• **Text passage**:
#####

President Volodymyr Zelenskyy and Prime Minister Justin Trudeau.

OTTAWA – A global summit organized to support Ukraine’s reform process was the logical venue for Ukraine’s new president to make his first overseas trip and North American debut with Ukrainian First Lady Olena Zelenska.

Attending the third annual Ukraine Reform Conference in Toronto – a gathering of more than 800 representatives of 37 countries and 10 international organizations – along with receiving a red-carpet welcome, signing bilateral agreements and obtaining further funding from the Canadian government made Volodymyr Zelenskyy’s decision to interrupt his campaigning for Ukraine’s July 21 parliamentary election an astute move to demonstrate his statecraft skills back home.

Presidential Office of Ukraine

Prime Minister Justin Trudeau of Canada, President Volodymyr Zelenskyy of Ukraine and Canada’s Minister of Foreign Affairs Chrystia Freeland with participants of the Ukraine Reform Conference in Toronto.

Arriving in Toronto at 6 p.m. on Canada Day, July 1, the 41-year-old neophyte politician spent the next day in the city on a jammed near 13-hour public schedule that began with a 7:45 a.m. working breakfast with Canadian Foreign Affairs Minister Chrystia Freeland. The day’s schedule also included several meetings with international officials, members of the Ukrainian Canadian community and Prime Minister Justin Trudeau; a visit to the Holodomor Memorial; an address to the Ukraine Reform Conference; and a dinner in his honor hosted by Mr. Trudeau.

The July 2-4 itinerary offered many opportunities for Mr. Zelenskyy to demonstrate how he has transitioned from playing a president on television (in the Ukrainian series “Servant of the People”) to filling that role as Ukraine’s sixth head of state since his May 20 inauguration. A natural showman, he did not disappoint in terms of style.

“I would like to deliver my speech in a language that is well understood in this country and almost official – it’s Ukrainian,” said the diminutive, gravely voiced president at his July 2 joint news conference with the towering Prime Minister Trudeau.

“Yesterday, we took a walk in Toronto and I had a strange feeling that I am in my homeland – although 1,000 kilometers away from Ukraine – and somebody approaches you and says, ‘Can I take a selfie with you?’ – in Ukrainian!” he continued in Ukrainian.

Ukrainian World Congress

Ukrainian World Congress President Paul Grod (left) leads the panel discussion titled “Vision: Ukraine as a High Income Country.”

Following his lighthearted introduction, Mr. Zelenskyy turned to the more serious substance of his first public speech on Canadian soil. He spoke of his desire to reach a ceasefire in the battle-ravaged eastern region of Ukraine, rescue the 24 Ukrainian sailors detained and recover the Ukrainian ships seized by Russia last November in the Kerch Strait.

#####

• **Given data**:
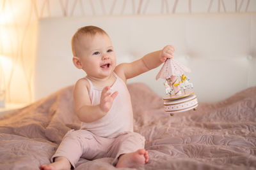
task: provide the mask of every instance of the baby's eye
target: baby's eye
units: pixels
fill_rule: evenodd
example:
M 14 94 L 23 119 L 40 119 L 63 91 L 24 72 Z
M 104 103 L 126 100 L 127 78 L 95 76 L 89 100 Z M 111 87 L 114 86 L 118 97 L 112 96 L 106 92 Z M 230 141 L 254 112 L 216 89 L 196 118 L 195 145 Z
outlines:
M 100 54 L 100 53 L 99 52 L 93 53 L 93 55 L 99 55 L 99 54 Z

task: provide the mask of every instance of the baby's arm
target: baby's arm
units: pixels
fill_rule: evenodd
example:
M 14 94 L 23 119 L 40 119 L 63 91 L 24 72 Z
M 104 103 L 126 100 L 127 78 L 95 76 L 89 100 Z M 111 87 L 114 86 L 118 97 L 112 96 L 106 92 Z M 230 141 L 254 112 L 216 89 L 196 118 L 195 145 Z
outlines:
M 127 79 L 158 67 L 167 58 L 172 59 L 174 51 L 173 46 L 166 45 L 163 50 L 148 53 L 132 62 L 119 64 L 116 66 L 115 72 L 126 81 Z
M 109 87 L 106 87 L 101 94 L 100 103 L 92 106 L 88 92 L 87 80 L 79 80 L 74 89 L 74 106 L 75 113 L 80 121 L 86 123 L 96 121 L 109 111 L 117 92 L 111 94 Z

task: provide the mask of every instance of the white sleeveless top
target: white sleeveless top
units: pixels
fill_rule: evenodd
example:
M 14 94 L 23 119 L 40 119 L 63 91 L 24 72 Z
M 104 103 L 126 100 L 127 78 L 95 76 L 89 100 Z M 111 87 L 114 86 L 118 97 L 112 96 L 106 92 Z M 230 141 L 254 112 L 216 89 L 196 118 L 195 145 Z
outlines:
M 118 91 L 112 107 L 102 118 L 93 122 L 82 122 L 81 129 L 92 132 L 97 136 L 107 138 L 116 138 L 120 134 L 133 131 L 133 113 L 126 84 L 115 73 L 116 81 L 110 89 L 111 93 Z M 100 102 L 103 88 L 93 87 L 92 81 L 85 78 L 90 84 L 90 97 L 92 105 L 97 105 Z

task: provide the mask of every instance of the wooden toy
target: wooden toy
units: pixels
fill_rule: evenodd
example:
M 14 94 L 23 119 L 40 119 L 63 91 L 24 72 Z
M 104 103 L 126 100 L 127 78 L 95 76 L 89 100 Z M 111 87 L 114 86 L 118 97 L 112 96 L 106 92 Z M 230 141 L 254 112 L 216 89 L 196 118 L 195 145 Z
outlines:
M 164 108 L 171 116 L 193 109 L 198 106 L 197 97 L 191 89 L 193 88 L 189 79 L 185 75 L 191 70 L 173 59 L 168 59 L 156 79 L 164 79 L 165 92 L 167 95 L 163 97 Z

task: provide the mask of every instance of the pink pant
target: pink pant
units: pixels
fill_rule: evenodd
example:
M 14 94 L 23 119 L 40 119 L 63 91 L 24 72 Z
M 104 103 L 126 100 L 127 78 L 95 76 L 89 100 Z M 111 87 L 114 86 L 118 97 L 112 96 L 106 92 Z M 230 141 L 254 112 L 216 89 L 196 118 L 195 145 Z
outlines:
M 115 166 L 120 155 L 144 148 L 144 137 L 136 132 L 127 132 L 116 138 L 108 138 L 86 130 L 71 130 L 64 136 L 51 161 L 55 157 L 64 157 L 76 167 L 80 157 L 88 160 L 113 157 Z

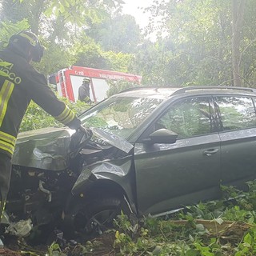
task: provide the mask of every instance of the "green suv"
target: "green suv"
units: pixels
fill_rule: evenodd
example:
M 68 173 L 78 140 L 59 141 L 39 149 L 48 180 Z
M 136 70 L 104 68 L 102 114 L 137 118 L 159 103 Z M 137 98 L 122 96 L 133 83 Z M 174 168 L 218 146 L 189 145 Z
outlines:
M 86 134 L 22 133 L 6 212 L 101 233 L 122 209 L 158 216 L 219 198 L 221 184 L 245 189 L 256 177 L 255 103 L 250 88 L 138 87 L 81 114 Z

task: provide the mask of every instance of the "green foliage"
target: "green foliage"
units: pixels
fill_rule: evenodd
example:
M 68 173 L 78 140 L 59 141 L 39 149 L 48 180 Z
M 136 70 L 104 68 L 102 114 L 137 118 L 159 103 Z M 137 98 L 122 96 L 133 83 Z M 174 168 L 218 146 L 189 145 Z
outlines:
M 61 98 L 75 114 L 78 114 L 90 106 L 86 103 L 78 101 L 76 103 L 70 102 L 66 98 Z M 22 122 L 19 131 L 26 131 L 39 128 L 45 128 L 50 126 L 61 127 L 63 125 L 54 119 L 52 116 L 44 111 L 34 102 L 31 102 L 27 111 Z
M 123 81 L 123 80 L 118 80 L 118 81 L 108 80 L 107 83 L 110 86 L 110 89 L 106 92 L 106 94 L 108 97 L 116 94 L 126 89 L 138 87 L 139 86 L 137 83 L 133 83 L 133 82 Z

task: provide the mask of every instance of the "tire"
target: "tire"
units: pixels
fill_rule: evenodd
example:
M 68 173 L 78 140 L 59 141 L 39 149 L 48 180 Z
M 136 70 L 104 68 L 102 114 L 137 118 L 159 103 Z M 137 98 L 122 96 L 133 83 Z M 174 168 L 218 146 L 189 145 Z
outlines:
M 90 239 L 113 228 L 113 221 L 121 210 L 129 214 L 124 198 L 114 195 L 98 197 L 89 203 L 77 203 L 72 210 L 75 236 Z

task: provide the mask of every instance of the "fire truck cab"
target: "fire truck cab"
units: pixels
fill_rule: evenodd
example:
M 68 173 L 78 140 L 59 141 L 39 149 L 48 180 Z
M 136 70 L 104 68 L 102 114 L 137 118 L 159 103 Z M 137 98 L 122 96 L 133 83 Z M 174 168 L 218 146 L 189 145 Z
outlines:
M 110 89 L 108 80 L 125 80 L 134 83 L 142 81 L 142 77 L 135 74 L 71 66 L 54 75 L 58 95 L 76 102 L 78 89 L 85 78 L 90 78 L 90 98 L 94 102 L 101 102 L 107 97 L 106 92 Z

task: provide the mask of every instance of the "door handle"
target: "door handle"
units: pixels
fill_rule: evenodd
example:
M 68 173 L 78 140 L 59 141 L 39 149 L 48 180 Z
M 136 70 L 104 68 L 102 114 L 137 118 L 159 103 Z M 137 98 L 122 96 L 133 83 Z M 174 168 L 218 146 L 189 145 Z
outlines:
M 212 154 L 216 154 L 217 152 L 218 152 L 218 149 L 210 149 L 203 151 L 202 154 L 206 155 L 207 157 L 210 157 Z

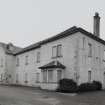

#####

• **Task description**: In the article on President Zelenskyy's visit to Toronto, why is his decision to interrupt his parliamentary election campaign called "an astute move"? Answer in one to three sentences.

• **Response for this exercise**: Attending the Ukraine Reform Conference let him receive a red-carpet welcome, sign bilateral agreements, and obtain further funding from the Canadian government. Together, these gave him a way to demonstrate his statecraft skills to audiences back home in Ukraine.